What you are asked to do ▸
Rewrite the records below, replacing every "drawing" with "image" and leaving everything else the same.
▶
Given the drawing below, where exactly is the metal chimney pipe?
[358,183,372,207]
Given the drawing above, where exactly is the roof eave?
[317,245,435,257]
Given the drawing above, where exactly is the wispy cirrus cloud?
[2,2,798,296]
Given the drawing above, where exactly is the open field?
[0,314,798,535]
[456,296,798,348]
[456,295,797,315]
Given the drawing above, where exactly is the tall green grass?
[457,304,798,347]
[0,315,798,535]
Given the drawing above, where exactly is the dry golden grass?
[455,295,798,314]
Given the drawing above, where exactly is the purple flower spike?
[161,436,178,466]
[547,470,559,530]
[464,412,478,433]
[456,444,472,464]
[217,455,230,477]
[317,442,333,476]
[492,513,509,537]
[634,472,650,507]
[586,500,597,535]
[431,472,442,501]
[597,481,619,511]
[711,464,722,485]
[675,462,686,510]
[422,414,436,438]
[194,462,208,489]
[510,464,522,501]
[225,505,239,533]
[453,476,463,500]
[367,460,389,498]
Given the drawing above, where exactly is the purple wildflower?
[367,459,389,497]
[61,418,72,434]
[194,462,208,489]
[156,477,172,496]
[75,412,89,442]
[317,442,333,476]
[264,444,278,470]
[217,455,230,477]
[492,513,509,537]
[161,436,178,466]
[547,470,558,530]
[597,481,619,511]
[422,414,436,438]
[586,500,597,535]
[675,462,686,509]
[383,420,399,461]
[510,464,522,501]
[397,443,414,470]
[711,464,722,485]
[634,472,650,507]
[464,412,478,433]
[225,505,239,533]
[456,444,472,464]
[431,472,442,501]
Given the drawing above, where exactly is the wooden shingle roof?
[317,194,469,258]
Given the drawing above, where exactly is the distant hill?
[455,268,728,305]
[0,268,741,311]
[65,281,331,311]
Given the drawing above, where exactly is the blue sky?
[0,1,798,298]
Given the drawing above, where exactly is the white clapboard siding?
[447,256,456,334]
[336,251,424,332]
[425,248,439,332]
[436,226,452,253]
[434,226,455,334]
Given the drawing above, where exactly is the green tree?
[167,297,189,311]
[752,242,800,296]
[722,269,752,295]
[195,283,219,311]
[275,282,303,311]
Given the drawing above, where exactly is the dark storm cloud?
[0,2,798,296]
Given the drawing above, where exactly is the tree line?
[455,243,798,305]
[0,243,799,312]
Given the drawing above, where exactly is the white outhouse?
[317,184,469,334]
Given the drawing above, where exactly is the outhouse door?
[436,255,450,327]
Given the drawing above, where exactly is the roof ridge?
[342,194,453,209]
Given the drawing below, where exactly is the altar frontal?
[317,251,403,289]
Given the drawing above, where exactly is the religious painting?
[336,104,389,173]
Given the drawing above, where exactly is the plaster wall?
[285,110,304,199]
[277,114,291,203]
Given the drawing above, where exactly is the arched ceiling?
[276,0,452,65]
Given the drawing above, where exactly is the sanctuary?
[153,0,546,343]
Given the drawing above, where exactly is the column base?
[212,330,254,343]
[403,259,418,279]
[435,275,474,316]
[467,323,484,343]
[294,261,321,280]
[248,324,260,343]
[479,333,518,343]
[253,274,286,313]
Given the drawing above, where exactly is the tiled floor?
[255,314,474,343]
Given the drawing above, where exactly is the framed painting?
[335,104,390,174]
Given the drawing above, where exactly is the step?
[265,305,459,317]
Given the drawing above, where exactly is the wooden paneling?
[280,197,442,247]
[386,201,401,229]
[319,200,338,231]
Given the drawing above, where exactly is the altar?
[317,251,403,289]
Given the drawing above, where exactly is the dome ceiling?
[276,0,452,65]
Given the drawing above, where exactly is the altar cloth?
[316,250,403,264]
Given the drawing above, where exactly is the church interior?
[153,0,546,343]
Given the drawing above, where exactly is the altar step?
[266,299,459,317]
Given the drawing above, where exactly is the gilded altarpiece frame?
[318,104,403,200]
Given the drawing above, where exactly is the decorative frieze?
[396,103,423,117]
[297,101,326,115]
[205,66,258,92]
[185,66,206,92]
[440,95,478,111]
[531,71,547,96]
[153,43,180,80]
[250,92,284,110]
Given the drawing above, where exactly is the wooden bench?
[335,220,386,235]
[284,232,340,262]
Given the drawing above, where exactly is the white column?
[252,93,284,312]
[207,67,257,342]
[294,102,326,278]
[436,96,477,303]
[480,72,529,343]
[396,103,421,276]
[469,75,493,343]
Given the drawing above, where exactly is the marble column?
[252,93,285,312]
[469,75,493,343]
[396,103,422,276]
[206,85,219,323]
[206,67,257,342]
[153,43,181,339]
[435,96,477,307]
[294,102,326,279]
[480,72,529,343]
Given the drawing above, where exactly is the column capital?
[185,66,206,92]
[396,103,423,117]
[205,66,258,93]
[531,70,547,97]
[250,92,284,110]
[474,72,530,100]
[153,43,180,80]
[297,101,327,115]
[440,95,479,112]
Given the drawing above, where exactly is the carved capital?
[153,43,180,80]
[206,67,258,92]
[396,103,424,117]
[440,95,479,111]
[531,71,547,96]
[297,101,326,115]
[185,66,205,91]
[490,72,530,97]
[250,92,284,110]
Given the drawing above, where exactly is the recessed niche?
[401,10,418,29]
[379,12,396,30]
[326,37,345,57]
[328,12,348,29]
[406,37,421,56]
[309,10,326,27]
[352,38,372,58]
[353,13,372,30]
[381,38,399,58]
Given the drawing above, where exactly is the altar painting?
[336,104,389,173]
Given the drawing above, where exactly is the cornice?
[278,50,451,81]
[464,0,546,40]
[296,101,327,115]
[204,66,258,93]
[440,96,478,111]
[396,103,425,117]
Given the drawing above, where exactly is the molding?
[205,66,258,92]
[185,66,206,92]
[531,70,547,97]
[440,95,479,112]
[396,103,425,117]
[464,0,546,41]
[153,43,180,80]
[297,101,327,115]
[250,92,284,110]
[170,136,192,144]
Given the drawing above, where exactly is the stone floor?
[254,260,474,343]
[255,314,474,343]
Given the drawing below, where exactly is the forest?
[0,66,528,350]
◀
Expected answer ▸
Given the image below, where exactly is the metal chimney pipe?
[358,183,372,207]
Given the image above, where exactly is the roof eave?
[317,245,435,257]
Given the image above, where exactly is the wispy cirrus cloud?
[2,2,798,296]
Given the image above, where exactly is the open field?
[0,314,798,535]
[456,296,798,348]
[456,295,797,315]
Given the image above, where exactly is the tall green grass?
[457,304,798,347]
[0,315,798,535]
Given the image above, where exactly is the dry golden grass?
[455,295,798,314]
Given the image above, where exactly is the purple flower spike?
[161,436,178,466]
[547,470,559,530]
[464,412,478,433]
[456,444,472,464]
[217,455,230,477]
[317,442,333,476]
[492,513,509,537]
[634,472,650,507]
[586,500,597,535]
[431,472,442,501]
[597,481,619,511]
[711,464,722,485]
[675,462,686,510]
[422,414,436,438]
[194,462,208,489]
[510,464,522,501]
[225,505,239,533]
[453,476,463,500]
[367,460,389,498]
Given the image above, where exactly is the purple wildflower?
[367,459,389,497]
[61,418,72,434]
[194,462,208,489]
[156,477,172,496]
[75,412,89,442]
[317,442,333,476]
[264,444,278,470]
[217,455,230,477]
[492,513,509,537]
[161,436,178,466]
[547,470,558,530]
[597,481,619,511]
[422,414,436,438]
[586,500,597,535]
[675,462,686,509]
[383,420,399,461]
[510,464,522,501]
[397,443,414,470]
[711,464,722,485]
[634,472,650,507]
[464,412,478,433]
[225,505,239,533]
[456,444,472,464]
[431,472,442,501]
Given the image above, where exactly is the wooden shingle roof?
[317,194,469,258]
Given the image above, where exactly is the distant hill?
[455,268,728,305]
[0,268,741,311]
[65,281,331,311]
Given the image above, where exactly is the blue sky?
[0,1,798,298]
Given the image above, where exactly is the white clapboard siding?
[447,256,456,334]
[336,251,424,332]
[425,248,439,332]
[436,226,452,253]
[434,226,455,334]
Given the image above, where exactly is the green tree?
[167,297,189,311]
[752,242,800,296]
[722,269,752,295]
[195,283,219,311]
[275,282,303,311]
Given the image above, where exactly is the dark storm cloud?
[0,2,798,296]
Given the image above, where exactly is the tree line?
[455,243,798,305]
[0,243,799,312]
Given the image above, where exactly is the white outhouse?
[317,184,469,334]
Given the image above, where exactly is the outhouse door?
[436,255,450,327]
Given the image above, where exactly is the roof ridge?
[342,194,453,209]
Given the image below, where exactly is the altar frontal?
[317,251,403,289]
Given the image above, where exactly is the religious painting?
[336,104,389,173]
Given the image above, where exactly is the plaster wall?
[285,110,304,199]
[277,114,291,203]
Given the image above, where exactly is the arched ceiling?
[276,0,452,65]
Given the image above, where exactly is the sanctuary?
[153,0,546,343]
Given the image above, where exactly is the column base?
[212,330,254,343]
[403,259,418,279]
[435,275,474,316]
[467,323,484,343]
[294,261,321,280]
[248,324,260,343]
[479,333,518,343]
[253,274,286,313]
Given the image above, where exactly is the tiled floor?
[255,314,474,343]
Given the image above, where exactly is the framed painting?
[335,104,390,174]
Given the image above, where exactly is the step?
[265,305,459,317]
Given the image above, where exactly is the wooden paneling?
[280,197,442,247]
[386,201,401,229]
[319,200,338,231]
Given the image above, where exactly is the altar?
[317,251,403,289]
Given the image above, where exactly is the dome ceiling?
[276,0,452,65]
Given the image above, where exactly is the altar cloth?
[316,250,403,264]
Given the image above, where exactly is the church interior?
[153,0,546,343]
Given the image above, where exactly is the altar step?
[266,299,459,317]
Given the image above, where exactly is the gilded altarpiece frame?
[318,104,403,200]
Given the image above, where exactly is the decorative frieze?
[396,103,423,117]
[297,101,326,115]
[205,66,258,92]
[185,66,206,92]
[440,95,478,111]
[531,71,547,96]
[153,43,180,80]
[250,92,284,110]
Given the image above, where exactly is the wooden bench?
[335,220,386,235]
[284,232,340,262]
Given the image above, where exactly is the white column?
[252,93,284,312]
[207,67,257,342]
[294,102,326,278]
[436,96,477,303]
[480,72,529,343]
[396,103,421,276]
[469,75,493,343]
Given the image above, where exactly is the marble column?
[252,93,285,312]
[469,75,493,343]
[396,103,422,276]
[206,85,219,323]
[206,67,257,342]
[153,43,181,339]
[435,96,477,307]
[294,102,326,279]
[480,72,529,343]
Given the image above, where exactly is the column capital?
[185,66,206,92]
[396,103,423,117]
[205,66,258,93]
[531,70,547,97]
[250,92,284,110]
[474,72,530,100]
[153,43,180,80]
[297,101,327,115]
[440,95,479,112]
Given the image above, where exactly is the carved capital?
[153,43,180,80]
[206,67,258,92]
[396,103,424,117]
[440,95,479,111]
[531,71,547,96]
[297,101,326,115]
[185,66,205,91]
[490,72,530,97]
[250,92,284,110]
Given the image above, where exactly is the recessed niche?
[401,10,418,29]
[379,12,396,30]
[326,37,345,57]
[328,12,348,29]
[406,37,421,56]
[309,10,326,27]
[352,38,372,58]
[353,13,372,30]
[381,38,399,58]
Given the image above, where exactly is the altar painting?
[336,104,389,173]
Given the image above, where exactly is the cornice?
[278,50,451,81]
[464,0,546,40]
[296,101,327,115]
[204,66,258,93]
[440,96,478,111]
[396,103,425,117]
Given the image above, where exactly is the molding?
[205,66,258,92]
[185,66,206,92]
[531,70,547,97]
[440,95,479,112]
[396,103,425,117]
[464,0,546,41]
[153,43,180,80]
[297,101,327,115]
[250,92,284,110]
[170,136,192,144]
Given the image above, where exactly is the stone floor?
[254,260,474,343]
[255,314,474,343]
Given the image below, where exactly is the forest?
[0,66,528,350]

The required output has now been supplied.